→ Task statement: Each record must be repeated exactly as it stands.

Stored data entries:
########

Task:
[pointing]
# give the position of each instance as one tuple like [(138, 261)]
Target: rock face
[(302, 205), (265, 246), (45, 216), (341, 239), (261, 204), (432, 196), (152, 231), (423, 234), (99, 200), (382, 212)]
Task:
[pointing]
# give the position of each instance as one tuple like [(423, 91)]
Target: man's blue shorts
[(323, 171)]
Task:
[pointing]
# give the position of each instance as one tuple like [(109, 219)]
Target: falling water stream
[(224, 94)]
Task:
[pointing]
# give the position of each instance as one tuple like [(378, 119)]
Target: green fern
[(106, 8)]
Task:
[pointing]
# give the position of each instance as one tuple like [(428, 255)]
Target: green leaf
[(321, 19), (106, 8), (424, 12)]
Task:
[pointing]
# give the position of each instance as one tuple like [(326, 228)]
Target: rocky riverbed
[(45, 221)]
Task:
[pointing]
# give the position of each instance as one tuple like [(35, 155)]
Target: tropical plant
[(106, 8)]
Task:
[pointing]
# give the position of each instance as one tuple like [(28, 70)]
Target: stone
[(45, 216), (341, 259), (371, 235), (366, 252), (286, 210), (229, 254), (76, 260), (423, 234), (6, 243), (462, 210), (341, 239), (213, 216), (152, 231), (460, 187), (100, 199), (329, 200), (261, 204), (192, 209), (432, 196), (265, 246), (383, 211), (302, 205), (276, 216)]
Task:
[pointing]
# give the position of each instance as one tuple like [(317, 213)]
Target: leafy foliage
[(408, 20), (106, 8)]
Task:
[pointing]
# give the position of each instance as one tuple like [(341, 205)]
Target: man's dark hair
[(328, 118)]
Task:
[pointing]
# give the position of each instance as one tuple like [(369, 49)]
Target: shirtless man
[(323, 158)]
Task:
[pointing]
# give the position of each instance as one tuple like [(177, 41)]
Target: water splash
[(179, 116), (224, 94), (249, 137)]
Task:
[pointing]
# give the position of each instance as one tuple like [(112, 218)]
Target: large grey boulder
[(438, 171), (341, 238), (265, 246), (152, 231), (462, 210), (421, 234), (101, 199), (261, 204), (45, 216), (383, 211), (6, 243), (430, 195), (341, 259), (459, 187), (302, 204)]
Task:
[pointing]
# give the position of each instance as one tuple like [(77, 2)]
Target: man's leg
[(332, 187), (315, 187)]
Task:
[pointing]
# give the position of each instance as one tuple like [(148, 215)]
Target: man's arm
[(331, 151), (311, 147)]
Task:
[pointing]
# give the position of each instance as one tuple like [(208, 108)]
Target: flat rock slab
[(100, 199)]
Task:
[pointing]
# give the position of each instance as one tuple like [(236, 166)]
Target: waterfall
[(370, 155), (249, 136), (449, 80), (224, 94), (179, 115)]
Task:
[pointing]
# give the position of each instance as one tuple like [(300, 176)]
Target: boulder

########

→ Solution:
Task:
[pointing]
# give the position of each instance as one tuple like [(138, 261)]
Target: rock face
[(302, 205), (265, 246), (45, 216), (341, 239), (261, 204), (432, 196), (152, 231), (423, 234), (99, 200), (382, 212)]
Task:
[pointing]
# give the position of each instance as one tuple like [(423, 91)]
Target: man's blue shorts
[(323, 171)]
Task:
[pointing]
# give the position of each instance as one tuple like [(109, 219)]
Target: falling water stream
[(224, 94)]
Task:
[pointing]
# give the position of each instance as one tuple like [(378, 119)]
Target: green fern
[(106, 8)]
Task:
[pointing]
# give the position of each instance as one tuple like [(428, 255)]
Target: green leaf
[(321, 19), (106, 8), (424, 12)]
Task:
[pointing]
# give the position of each instance as one tuple like [(326, 228)]
Target: rocky riverbed
[(45, 221)]
Task:
[pointing]
# give the position of each instance as one tuple like [(35, 155)]
Target: tropical plant
[(106, 8)]
Task:
[pointing]
# give the position of each instance as one tuple like [(28, 70)]
Target: stone
[(45, 216), (341, 259), (371, 235), (366, 252), (286, 210), (229, 254), (76, 260), (423, 234), (6, 243), (462, 210), (341, 239), (213, 216), (152, 231), (460, 187), (100, 199), (329, 200), (261, 204), (192, 209), (432, 196), (265, 246), (383, 211), (302, 205), (276, 216)]
Task:
[pointing]
# give the position of each instance as one tuple like [(317, 213)]
Target: leafy foliage
[(408, 20), (106, 8)]
Task:
[pointing]
# give the position of each instance as one tuple like [(341, 205)]
Target: man's dark hair
[(328, 118)]
Task:
[pointing]
# give the position of each instance as one tuple like [(369, 49)]
Target: shirtless man
[(323, 158)]
Task:
[pointing]
# give the position of each instance as one tuple like [(177, 41)]
Target: water splash
[(179, 116), (224, 94), (249, 137)]
Task:
[pointing]
# give the position of each instance as one tuple like [(112, 218)]
Target: large grey boulder
[(438, 171), (341, 238), (265, 246), (152, 231), (462, 210), (421, 234), (101, 199), (261, 204), (45, 216), (383, 211), (6, 243), (430, 195), (341, 259), (459, 187), (302, 204)]
Task:
[pointing]
# give the position of each instance as one tuple like [(77, 2)]
Target: man's leg
[(332, 187), (315, 187)]
Task:
[pointing]
# give the position of each instance as one tuple like [(148, 215)]
Target: man's arm
[(331, 151), (311, 147)]
Task:
[pointing]
# give the position of each instance as one tuple like [(208, 108)]
Target: flat rock slab
[(100, 199)]
Task:
[pointing]
# give the position of each instance as one tuple like [(236, 166)]
Target: waterfall
[(370, 155), (249, 136), (449, 80), (224, 94), (179, 115)]
Task:
[pointing]
# give the position of each instance as one tuple like [(300, 176)]
Target: boulder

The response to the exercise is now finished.